EXTRAIT SOURCE
•••

Chateaudun 2.0 : à l'intérieur de l'école innovante d'Amiens 

 

 

Par Françoise Solliec

 

 

Dans la vie concrète d'une école ordinaire d'une ville moyenne française, bénéficiant d'enseignants qui ne sont pas spécialement sélectionnés, comment les Tice peuvent-elles aider les élèves ? C'est l'expérience que mène l’école élémentaire Chateaudun à Amiens qui participe au programme international Ecoles innovantes initié par Microsoft.  L'équipe enseignante apporte des réponses intéressantes : utiliser le partenariat avec des écoles de pays différents pour décloisonner les classes, fonctionner en groupes de compétences, donner sens à de nombreux apprentissages au travers de productions multimedia… Pas de clinquant, de la pédagogie.

 

 

Un projet centré sur l’élève

Tous les après-midis, pendant 1 h 30, les six classes de l’école fonctionnent en groupes parallèles et décloisonnés regroupant, d’une part, les élèves du cycle 2 (CP, CE1) et de CLIS et, d’autre part, ceux du cycle 3 (CE2, CM1 et CM2). La répartition dans les groupes est effectuée à partir des évaluations de CE1 et CM2, sur les compétences dire, lire et écrire. Comme pour tout le département, les résultats à ces évaluations sont en-dessous de la moyenne nationale.

L’école est entrée dans le programme au printemps dernier, mais les travaux en classe n’ont démarré qu’en octobre de cette année. Cet intervalle a permis au directeur, Bruno Nibas, de rencontrer tous les partenaires locaux (IEN, conseiller pédagogique, conseiller TICE du rectorat…) et externes (groupe de pilotage du programme, correspondants des autres pays, chercheurs de l’INRP…) et d’affiner le projet pédagogique avec son équipe.

•••

DONNÉES FOURNIES
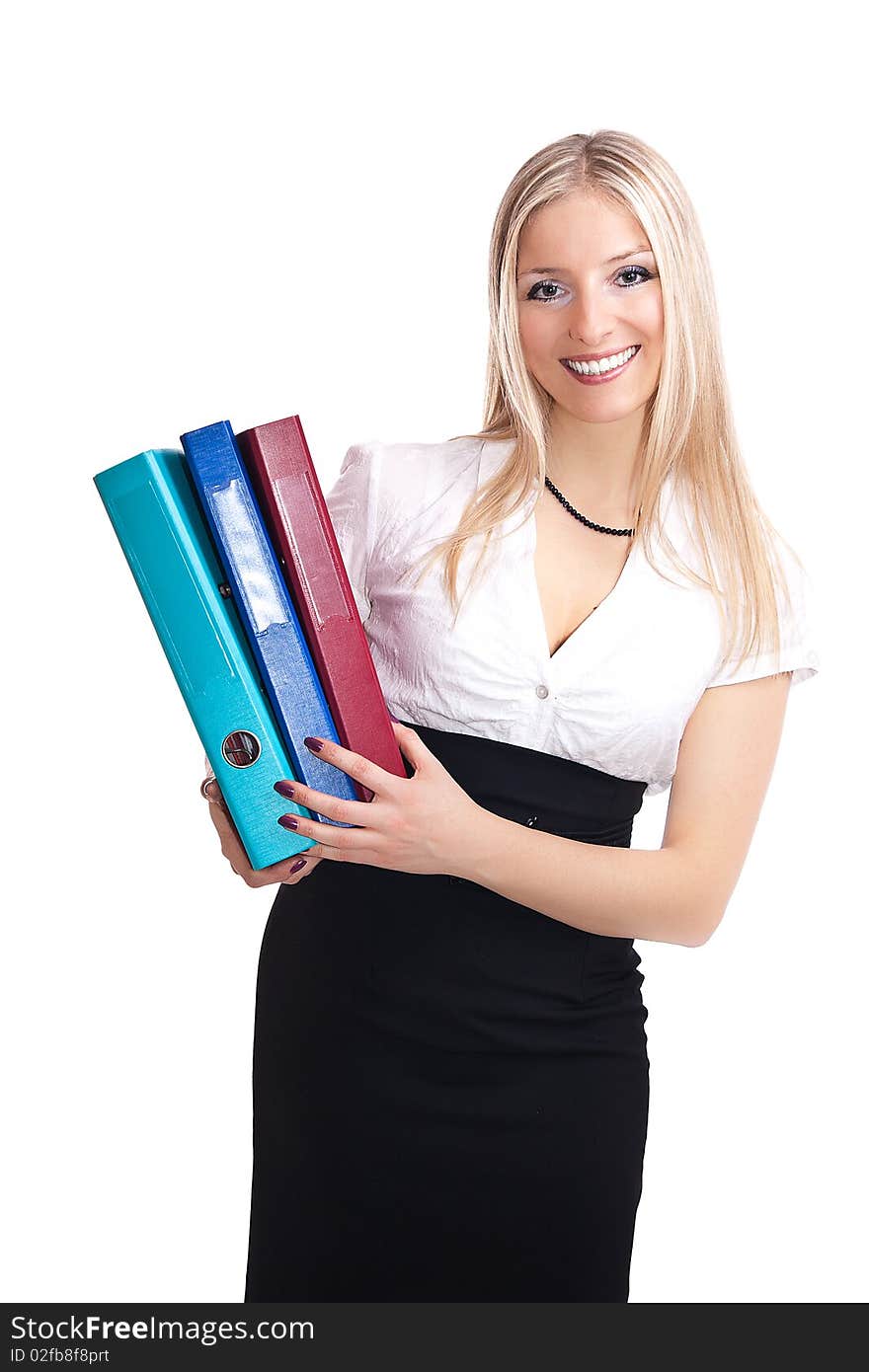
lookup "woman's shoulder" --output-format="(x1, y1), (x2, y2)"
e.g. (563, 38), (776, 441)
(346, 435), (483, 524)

•••

CONSIGNE 1
D'après l'article sur l'école Chateaudun d'Amiens, répondez brièvement :
(a) À quel programme international l'école participe-t-elle, et qui l'a initié ?
(b) Combien de temps les classes fonctionnent-elles chaque après-midi en groupes décloisonnés ?
(c) À quel moment les travaux en classe ont-ils démarré ?
CONSIGNE 2
Selon l'article sur l'école Chateaudun d'Amiens, à quoi a servi l'intervalle entre l'entrée de l'école dans le programme et le début des travaux en classe ?
CONSIGNE 3
Rédigez la suite de l'article sur l'école Chateaudun d'Amiens, en commençant après sa dernière phrase.
Le matériel fourni provient d'une source distincte de l'extrait.

RÉPONSE 1
(a) Au programme Ecoles innovantes, initié par Microsoft.
(b) 1 h 30.
(c) En octobre de cette année.

RÉPONSE 2
L'école est entrée dans le programme au printemps, mais les travaux en classe n'ont commencé qu'en octobre. Cet intervalle a permis au directeur, Bruno Nibas, de rencontrer tous les partenaires locaux et externes. Il a aussi permis d'affiner le projet pédagogique avec son équipe.

RÉPONSE 3
« Je souhaitais voir le projet se centrer sur l’élève », nous explique Bruno Nibas, « ce qui n’est pas le cas dans la plupart des projets du réseau Innovative Schools, où ce sont les enseignants qui sont plus directement concernés, même s’ils rapportent le travail effectué dans les classes ». Dans les rencontres internationales, Seattle ou Helsinki, ou par courrier électronique, Bruno Nibas s’est donc mis en quête de classes partenaires et en a trouvé dans différents pays, Brésil, Suède, Finlande, Chine. D’autres contacts, non prévus a priori dans le réseau Innovative Schools, se sont noués avec le Canada et le Pérou.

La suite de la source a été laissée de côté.